- _INPUT RECORDS_
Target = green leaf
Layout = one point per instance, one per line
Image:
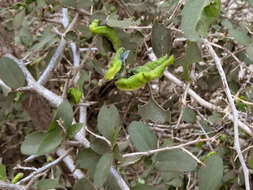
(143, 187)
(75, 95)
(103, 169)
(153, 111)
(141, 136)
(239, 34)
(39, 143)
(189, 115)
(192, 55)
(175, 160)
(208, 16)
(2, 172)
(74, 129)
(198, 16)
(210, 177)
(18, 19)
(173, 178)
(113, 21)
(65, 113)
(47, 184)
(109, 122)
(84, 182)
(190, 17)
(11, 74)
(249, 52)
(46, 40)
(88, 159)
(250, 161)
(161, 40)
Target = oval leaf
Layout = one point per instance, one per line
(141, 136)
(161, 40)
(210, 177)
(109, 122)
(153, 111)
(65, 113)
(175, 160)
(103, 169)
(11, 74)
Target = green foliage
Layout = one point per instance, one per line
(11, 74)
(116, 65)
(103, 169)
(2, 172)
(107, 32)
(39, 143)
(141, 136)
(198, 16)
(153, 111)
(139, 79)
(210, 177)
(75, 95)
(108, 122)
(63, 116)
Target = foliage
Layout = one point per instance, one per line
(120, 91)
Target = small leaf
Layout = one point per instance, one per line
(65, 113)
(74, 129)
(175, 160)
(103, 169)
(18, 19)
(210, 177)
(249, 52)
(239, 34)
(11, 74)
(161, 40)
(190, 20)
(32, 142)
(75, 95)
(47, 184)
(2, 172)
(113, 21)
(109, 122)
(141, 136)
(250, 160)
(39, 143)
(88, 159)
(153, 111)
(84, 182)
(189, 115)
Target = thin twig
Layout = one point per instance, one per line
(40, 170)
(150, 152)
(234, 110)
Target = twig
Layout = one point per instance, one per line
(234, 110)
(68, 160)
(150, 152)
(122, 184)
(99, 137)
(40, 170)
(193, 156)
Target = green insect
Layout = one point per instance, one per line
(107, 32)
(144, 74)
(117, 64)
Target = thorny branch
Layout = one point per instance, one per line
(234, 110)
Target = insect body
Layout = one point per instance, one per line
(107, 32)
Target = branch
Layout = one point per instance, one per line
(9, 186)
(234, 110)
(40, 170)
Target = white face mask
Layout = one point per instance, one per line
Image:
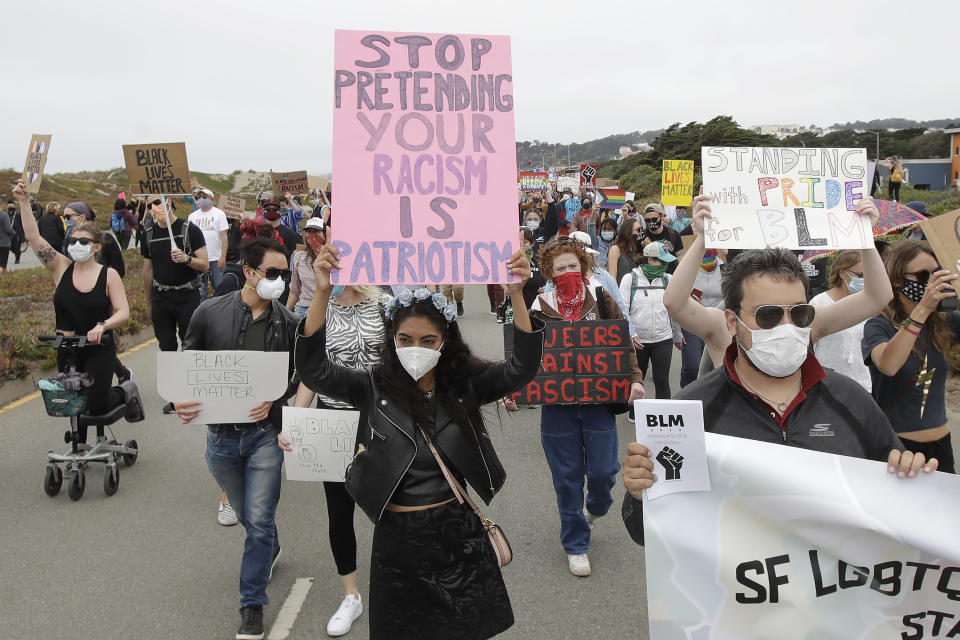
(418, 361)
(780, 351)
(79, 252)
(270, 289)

--

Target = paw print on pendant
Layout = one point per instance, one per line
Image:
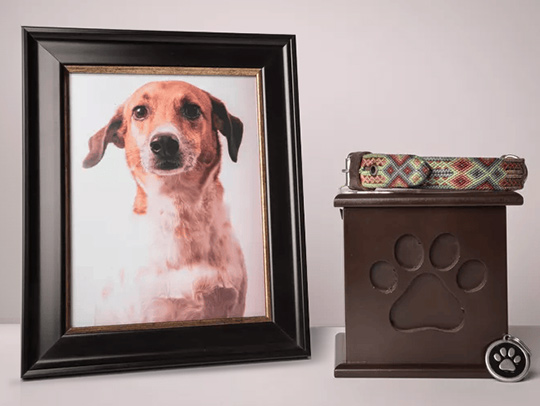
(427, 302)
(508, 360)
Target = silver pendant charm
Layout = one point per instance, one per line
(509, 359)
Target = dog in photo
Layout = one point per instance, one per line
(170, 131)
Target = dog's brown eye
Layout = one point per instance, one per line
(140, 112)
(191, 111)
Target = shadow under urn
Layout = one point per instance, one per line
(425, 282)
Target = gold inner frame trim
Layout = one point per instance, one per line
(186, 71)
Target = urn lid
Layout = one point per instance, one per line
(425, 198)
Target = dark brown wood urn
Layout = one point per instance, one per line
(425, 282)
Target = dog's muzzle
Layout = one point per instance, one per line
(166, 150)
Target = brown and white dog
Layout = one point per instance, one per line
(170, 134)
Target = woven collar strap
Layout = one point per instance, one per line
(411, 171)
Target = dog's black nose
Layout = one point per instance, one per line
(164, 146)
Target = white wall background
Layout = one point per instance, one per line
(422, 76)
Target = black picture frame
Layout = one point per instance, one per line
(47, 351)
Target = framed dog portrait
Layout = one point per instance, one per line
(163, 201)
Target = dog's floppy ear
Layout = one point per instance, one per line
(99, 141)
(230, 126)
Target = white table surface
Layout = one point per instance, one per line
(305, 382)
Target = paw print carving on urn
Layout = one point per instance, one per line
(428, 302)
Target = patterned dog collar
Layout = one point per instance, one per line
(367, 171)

- _WORK TO COMPLETE_
The answer is the lines of the material above, from the one containing "Target = green leaf" down to the one containing "Target = green insect", given exactly and without images.

- _EXERCISE OUTPUT_
Target = green leaf
Layout = one point per instance, one per line
Image:
(143, 187)
(75, 95)
(103, 169)
(153, 111)
(141, 136)
(239, 34)
(39, 143)
(189, 115)
(192, 55)
(175, 160)
(208, 16)
(2, 172)
(74, 129)
(198, 16)
(210, 177)
(18, 19)
(173, 178)
(113, 21)
(65, 113)
(47, 184)
(109, 122)
(84, 182)
(190, 17)
(11, 74)
(249, 52)
(46, 40)
(88, 159)
(250, 161)
(161, 40)
Target = oval leaf
Layout = one point per instance, one per line
(141, 136)
(161, 40)
(210, 177)
(109, 122)
(153, 111)
(65, 113)
(175, 160)
(103, 169)
(11, 74)
Target = green foliage
Layout = one point per instance, one per line
(11, 74)
(116, 65)
(103, 169)
(2, 172)
(107, 32)
(39, 143)
(141, 136)
(198, 16)
(153, 111)
(139, 79)
(210, 177)
(75, 95)
(108, 122)
(63, 116)
Target = foliage
Layout = one point per instance, one per line
(120, 91)
Target = small leaf
Layout = one point per instance, one per line
(65, 113)
(74, 129)
(175, 160)
(103, 169)
(18, 19)
(210, 177)
(249, 52)
(239, 34)
(11, 74)
(161, 40)
(190, 20)
(32, 142)
(75, 95)
(47, 184)
(2, 172)
(113, 21)
(109, 122)
(141, 136)
(250, 160)
(39, 143)
(88, 159)
(153, 111)
(84, 182)
(189, 115)
Target = thin twig
Layout = one point per instance, one per line
(40, 170)
(150, 152)
(234, 110)
Target = twig
Layout = one point per instance, one per line
(234, 110)
(68, 160)
(150, 152)
(122, 184)
(99, 137)
(40, 170)
(193, 156)
Target = green insect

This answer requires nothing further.